[PROVIDED ENTRIES]:
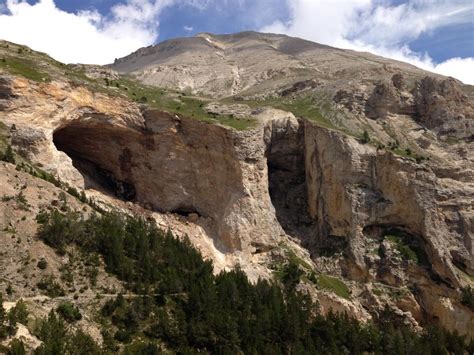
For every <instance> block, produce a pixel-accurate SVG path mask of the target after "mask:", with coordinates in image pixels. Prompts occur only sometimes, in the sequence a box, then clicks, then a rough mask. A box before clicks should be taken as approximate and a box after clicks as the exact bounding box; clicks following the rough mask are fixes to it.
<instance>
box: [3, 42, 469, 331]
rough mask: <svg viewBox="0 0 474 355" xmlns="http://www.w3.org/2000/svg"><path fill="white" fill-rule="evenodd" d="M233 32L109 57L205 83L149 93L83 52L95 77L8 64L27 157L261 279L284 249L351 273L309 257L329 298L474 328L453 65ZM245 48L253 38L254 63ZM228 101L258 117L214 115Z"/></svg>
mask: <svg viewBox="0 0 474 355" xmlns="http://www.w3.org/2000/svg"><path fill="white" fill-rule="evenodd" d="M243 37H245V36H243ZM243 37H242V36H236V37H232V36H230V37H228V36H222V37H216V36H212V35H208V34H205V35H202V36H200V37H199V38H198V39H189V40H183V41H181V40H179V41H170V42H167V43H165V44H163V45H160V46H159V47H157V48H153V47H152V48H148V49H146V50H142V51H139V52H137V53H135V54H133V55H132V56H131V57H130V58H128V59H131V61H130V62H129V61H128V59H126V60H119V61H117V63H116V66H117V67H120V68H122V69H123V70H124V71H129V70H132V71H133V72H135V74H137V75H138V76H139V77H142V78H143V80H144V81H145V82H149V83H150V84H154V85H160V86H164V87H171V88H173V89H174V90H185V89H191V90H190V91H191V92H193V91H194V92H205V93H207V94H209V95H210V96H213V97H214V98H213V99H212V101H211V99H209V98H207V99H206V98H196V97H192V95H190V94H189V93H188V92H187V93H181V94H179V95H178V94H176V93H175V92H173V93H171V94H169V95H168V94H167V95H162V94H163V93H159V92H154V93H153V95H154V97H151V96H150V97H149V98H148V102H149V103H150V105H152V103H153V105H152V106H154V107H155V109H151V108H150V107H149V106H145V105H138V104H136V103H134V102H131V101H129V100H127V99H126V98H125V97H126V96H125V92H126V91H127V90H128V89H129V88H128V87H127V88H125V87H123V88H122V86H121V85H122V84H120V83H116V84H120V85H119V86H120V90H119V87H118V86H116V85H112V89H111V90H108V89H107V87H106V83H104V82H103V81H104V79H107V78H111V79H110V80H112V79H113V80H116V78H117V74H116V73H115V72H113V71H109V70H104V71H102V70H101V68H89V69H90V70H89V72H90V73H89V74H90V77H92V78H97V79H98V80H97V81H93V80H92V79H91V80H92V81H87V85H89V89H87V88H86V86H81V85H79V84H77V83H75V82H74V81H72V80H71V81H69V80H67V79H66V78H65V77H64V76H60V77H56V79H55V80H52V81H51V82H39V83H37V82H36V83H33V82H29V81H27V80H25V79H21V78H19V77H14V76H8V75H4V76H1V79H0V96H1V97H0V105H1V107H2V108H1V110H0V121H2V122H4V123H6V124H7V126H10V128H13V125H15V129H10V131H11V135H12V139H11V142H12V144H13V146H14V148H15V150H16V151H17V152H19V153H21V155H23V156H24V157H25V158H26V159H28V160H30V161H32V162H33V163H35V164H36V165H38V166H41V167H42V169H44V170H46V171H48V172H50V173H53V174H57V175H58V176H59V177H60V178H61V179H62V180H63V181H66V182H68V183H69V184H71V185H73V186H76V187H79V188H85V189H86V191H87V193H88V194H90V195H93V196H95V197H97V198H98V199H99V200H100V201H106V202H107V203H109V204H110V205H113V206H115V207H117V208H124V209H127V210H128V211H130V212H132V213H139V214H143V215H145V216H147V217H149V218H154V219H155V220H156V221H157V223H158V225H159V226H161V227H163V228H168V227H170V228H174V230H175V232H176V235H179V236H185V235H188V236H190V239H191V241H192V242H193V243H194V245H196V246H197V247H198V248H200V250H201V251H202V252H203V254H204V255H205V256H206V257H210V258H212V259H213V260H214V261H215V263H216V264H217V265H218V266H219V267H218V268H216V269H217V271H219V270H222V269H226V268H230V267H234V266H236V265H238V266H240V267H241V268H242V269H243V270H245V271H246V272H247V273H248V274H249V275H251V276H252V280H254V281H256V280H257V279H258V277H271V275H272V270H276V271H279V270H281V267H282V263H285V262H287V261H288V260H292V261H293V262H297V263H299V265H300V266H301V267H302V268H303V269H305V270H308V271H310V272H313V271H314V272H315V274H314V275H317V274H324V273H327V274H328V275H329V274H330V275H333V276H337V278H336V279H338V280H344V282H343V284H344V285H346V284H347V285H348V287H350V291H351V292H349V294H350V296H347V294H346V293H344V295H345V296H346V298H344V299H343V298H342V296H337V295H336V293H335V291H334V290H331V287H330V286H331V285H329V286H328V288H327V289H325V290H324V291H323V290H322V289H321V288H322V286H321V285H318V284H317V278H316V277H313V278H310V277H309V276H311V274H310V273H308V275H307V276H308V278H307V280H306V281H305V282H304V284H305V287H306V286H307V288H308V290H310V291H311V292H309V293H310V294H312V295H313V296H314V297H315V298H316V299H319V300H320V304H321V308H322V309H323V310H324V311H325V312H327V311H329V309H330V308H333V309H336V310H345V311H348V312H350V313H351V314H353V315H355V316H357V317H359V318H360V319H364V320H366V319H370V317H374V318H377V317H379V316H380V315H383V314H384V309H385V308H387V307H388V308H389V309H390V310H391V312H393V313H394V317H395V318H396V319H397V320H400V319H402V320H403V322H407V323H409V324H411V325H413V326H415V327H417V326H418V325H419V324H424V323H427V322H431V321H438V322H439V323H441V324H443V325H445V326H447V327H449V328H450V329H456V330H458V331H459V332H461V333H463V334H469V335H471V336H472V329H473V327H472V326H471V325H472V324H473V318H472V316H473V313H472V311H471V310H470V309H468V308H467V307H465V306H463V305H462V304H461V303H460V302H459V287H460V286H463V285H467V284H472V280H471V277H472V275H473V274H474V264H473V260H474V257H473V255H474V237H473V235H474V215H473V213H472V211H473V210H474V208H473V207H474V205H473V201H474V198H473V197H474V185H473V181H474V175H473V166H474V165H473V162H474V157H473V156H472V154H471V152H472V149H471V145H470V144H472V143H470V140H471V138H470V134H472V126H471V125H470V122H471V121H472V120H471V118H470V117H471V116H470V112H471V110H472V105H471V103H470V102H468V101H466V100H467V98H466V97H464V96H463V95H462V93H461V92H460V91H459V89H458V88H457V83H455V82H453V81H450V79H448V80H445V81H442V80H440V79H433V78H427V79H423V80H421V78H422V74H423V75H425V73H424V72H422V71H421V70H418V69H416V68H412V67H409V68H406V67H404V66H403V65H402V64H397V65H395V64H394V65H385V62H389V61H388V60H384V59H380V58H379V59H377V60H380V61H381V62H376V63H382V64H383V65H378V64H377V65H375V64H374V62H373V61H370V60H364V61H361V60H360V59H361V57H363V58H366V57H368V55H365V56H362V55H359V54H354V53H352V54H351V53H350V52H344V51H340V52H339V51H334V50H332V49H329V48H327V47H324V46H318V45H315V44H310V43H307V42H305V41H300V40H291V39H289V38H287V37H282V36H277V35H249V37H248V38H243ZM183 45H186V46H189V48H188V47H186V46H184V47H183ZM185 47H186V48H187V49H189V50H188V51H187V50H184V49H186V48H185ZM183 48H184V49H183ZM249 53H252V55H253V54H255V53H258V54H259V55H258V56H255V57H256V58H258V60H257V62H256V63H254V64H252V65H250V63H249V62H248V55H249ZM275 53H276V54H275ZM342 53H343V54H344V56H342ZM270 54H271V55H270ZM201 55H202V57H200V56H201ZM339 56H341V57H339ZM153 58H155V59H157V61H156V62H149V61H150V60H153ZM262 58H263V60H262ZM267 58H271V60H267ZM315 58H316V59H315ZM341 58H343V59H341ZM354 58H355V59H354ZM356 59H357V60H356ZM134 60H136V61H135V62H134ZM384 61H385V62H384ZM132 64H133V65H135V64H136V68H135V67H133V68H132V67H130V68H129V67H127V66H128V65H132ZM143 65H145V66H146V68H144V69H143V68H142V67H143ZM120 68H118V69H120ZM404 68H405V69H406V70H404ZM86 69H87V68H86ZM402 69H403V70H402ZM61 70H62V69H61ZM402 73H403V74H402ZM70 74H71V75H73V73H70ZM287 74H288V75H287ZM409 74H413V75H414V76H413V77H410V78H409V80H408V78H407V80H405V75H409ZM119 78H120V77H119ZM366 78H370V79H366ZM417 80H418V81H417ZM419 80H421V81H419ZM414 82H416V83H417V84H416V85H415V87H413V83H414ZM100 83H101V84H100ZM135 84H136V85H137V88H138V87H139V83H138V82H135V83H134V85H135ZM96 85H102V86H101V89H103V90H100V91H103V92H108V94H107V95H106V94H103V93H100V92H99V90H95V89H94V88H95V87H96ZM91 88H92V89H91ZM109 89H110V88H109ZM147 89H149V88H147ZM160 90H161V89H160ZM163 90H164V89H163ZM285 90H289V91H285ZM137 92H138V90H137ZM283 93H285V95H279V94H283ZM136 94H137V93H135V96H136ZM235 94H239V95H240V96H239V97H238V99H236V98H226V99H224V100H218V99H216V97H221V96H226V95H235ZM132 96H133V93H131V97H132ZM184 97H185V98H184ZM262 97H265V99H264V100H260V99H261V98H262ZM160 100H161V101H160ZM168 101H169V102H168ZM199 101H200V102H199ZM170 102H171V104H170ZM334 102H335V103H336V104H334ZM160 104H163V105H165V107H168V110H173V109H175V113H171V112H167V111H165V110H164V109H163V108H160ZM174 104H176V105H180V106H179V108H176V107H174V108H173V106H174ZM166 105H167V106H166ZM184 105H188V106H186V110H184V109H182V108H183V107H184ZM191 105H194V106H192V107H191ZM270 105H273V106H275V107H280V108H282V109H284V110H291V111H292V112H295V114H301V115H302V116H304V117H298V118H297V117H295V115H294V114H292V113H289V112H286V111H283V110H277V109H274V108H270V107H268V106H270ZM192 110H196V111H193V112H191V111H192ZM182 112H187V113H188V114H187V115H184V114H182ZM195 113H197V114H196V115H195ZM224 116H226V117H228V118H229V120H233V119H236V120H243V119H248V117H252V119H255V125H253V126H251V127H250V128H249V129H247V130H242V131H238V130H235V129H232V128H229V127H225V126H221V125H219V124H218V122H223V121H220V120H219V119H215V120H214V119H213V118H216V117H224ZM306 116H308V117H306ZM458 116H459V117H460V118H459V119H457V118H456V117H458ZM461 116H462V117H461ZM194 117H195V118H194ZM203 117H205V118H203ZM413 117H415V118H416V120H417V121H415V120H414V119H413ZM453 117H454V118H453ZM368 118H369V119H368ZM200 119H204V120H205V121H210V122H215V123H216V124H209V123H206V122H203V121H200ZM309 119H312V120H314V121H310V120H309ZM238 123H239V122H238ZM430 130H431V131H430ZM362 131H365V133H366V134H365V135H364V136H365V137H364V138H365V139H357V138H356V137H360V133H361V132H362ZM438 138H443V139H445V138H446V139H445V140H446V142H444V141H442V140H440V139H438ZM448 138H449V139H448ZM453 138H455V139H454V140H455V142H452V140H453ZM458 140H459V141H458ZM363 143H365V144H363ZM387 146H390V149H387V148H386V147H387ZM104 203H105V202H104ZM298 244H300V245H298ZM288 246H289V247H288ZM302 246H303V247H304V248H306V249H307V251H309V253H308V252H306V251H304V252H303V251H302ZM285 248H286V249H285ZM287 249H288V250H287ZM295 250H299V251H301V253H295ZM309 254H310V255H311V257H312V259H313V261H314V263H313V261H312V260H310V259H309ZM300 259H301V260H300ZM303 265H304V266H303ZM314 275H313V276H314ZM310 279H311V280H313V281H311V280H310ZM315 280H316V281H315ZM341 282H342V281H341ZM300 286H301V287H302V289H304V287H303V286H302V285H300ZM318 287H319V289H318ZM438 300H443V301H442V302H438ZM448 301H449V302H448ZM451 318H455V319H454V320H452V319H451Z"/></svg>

[PROMPT]:
Output the lines of the data exactly, starting at the first and ending with the line that has "box: [3, 42, 469, 331]". Pictures are not part of it.

[RESPONSE]:
For every <instance> block, produce a pixel-accurate SVG path mask of the target after "mask:", with coordinates in image pixels. Prompts occur only sometimes, in the sequence a box, then clicks, then a rough mask. A box before clicks should be taken as approximate and a box after clicks as the exact bounding box; clicks following the rough mask are fixes to it.
<instance>
box: [3, 42, 469, 331]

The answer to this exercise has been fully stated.